# GIVEN DATA

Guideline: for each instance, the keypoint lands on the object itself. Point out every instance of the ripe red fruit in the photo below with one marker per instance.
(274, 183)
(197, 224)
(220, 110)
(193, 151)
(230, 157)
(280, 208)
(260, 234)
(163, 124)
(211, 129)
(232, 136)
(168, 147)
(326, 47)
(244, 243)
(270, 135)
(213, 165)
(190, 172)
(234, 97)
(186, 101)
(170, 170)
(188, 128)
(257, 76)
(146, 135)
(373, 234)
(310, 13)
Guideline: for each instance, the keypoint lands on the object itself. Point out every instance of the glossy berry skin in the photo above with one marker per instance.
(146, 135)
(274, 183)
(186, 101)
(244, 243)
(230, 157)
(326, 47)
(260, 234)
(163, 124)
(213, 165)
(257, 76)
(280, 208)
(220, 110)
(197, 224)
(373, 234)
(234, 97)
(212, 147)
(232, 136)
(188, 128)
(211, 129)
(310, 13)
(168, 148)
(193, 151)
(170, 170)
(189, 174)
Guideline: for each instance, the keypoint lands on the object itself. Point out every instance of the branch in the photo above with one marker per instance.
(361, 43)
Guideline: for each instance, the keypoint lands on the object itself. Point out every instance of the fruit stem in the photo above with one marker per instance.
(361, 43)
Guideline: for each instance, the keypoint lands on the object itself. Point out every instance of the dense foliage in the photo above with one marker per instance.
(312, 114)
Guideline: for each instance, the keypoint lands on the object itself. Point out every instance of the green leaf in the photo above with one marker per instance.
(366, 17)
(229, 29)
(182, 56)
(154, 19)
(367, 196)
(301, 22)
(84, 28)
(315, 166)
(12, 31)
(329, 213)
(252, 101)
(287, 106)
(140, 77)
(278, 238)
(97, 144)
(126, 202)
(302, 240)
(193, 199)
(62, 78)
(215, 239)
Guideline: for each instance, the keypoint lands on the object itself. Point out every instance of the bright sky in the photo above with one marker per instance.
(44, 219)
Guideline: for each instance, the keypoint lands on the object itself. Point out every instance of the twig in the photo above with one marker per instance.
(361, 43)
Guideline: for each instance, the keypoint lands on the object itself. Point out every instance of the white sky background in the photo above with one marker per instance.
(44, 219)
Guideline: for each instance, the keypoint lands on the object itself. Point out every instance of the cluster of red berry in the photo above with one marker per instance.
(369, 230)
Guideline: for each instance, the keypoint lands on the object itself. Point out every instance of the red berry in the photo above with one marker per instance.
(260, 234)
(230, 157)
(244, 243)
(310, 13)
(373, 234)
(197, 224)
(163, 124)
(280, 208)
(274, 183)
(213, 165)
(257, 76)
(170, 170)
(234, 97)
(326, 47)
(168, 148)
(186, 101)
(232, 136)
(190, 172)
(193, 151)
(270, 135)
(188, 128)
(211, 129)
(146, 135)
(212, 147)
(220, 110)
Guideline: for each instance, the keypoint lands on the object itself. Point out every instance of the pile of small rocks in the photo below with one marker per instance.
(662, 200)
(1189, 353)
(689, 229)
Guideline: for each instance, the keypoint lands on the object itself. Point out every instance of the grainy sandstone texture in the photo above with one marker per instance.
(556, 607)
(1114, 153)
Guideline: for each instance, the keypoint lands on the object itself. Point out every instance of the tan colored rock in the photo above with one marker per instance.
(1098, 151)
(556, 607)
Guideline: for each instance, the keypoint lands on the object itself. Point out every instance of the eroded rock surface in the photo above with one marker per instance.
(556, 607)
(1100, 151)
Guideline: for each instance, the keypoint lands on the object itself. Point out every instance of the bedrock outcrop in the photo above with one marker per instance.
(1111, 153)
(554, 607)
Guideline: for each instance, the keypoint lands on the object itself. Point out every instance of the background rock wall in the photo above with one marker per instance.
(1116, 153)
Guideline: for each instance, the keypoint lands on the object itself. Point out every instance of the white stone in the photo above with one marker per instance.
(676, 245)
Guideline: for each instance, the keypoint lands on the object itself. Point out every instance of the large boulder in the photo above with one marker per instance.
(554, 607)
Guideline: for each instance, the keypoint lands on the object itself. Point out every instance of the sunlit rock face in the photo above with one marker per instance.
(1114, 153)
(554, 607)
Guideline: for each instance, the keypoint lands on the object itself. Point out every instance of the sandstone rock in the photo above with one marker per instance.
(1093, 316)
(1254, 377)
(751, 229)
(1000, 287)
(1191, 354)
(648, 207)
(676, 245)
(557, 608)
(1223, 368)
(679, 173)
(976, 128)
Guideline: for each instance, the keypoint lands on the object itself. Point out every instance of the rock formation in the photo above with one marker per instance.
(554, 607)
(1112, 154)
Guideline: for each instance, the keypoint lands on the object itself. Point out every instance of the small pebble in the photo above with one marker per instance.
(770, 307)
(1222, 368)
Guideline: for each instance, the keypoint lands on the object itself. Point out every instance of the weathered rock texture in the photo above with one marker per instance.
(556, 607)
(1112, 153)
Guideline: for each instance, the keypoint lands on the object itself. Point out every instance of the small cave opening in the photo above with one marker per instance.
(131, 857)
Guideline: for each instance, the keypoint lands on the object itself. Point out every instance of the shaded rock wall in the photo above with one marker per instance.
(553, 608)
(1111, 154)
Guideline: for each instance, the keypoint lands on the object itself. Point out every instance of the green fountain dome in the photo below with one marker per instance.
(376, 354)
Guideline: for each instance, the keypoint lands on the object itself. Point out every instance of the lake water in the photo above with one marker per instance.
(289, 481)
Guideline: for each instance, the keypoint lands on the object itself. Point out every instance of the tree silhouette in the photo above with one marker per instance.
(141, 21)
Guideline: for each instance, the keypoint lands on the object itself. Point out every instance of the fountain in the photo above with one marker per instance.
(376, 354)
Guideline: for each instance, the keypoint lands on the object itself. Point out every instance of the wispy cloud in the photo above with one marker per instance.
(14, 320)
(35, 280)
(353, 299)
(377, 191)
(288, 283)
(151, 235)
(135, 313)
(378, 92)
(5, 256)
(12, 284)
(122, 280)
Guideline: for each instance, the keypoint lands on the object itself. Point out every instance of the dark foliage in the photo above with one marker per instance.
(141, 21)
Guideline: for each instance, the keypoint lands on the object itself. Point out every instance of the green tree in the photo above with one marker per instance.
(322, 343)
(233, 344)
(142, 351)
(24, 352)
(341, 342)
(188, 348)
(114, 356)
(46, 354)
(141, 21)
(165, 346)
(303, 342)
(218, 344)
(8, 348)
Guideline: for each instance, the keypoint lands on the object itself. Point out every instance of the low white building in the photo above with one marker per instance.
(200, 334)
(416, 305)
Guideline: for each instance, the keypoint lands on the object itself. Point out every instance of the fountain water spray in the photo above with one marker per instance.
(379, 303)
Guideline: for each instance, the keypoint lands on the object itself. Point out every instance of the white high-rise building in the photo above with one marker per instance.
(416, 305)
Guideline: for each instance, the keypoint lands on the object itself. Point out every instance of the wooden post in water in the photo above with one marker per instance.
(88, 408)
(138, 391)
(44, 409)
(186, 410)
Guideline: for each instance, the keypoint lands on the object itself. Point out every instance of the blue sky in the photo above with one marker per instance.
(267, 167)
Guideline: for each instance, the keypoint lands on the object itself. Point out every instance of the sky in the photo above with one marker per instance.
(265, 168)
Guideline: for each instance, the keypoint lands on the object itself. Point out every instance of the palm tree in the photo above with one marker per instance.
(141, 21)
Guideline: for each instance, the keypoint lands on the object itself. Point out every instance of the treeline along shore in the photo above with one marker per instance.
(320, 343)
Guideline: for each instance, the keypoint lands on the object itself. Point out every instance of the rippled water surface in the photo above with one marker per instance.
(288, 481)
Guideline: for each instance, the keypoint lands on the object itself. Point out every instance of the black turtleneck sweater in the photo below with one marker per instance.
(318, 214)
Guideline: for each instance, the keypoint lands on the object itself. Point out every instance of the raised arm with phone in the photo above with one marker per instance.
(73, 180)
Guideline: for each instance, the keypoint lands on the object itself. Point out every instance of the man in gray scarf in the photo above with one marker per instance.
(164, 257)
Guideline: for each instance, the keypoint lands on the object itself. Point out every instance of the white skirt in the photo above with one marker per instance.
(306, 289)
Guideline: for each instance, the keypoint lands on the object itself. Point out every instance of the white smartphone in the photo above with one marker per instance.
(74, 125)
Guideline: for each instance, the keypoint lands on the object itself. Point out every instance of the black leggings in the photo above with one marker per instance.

# DESCRIPTION OF THE TASK
Reproduce the records above exactly, starting with the line that contains "the black turtleneck" and ending with the last line.

# CORRECT RESPONSE
Guideline: for each instance, the keypoint lands on the object itself. Point out every instance of the black turtleneck sweater in the photo below with one marker per instance.
(318, 214)
Guideline: for each instance, the keypoint lands on the object itself. Point out every instance of the raised arm with phone in the photo above with one marker per instance.
(73, 180)
Guideline: for each instance, the keypoint lands on the object itself. Point out every instance of the man in gray scarf in the photo above with one marker per instance.
(164, 257)
Guideline: for each instance, the keypoint lands on the object itself. Point out every instance of the white skirt in the photo above with one marker per instance.
(306, 289)
Guideline: for each instance, the keypoint lands on the object itself. Point out every instance of the white smartphone in the photo above with one marker per instance.
(74, 125)
Guideline: for each instance, the keypoint lands on the object itself. Point out every instance of the black leggings in the photo above with one marker per instance.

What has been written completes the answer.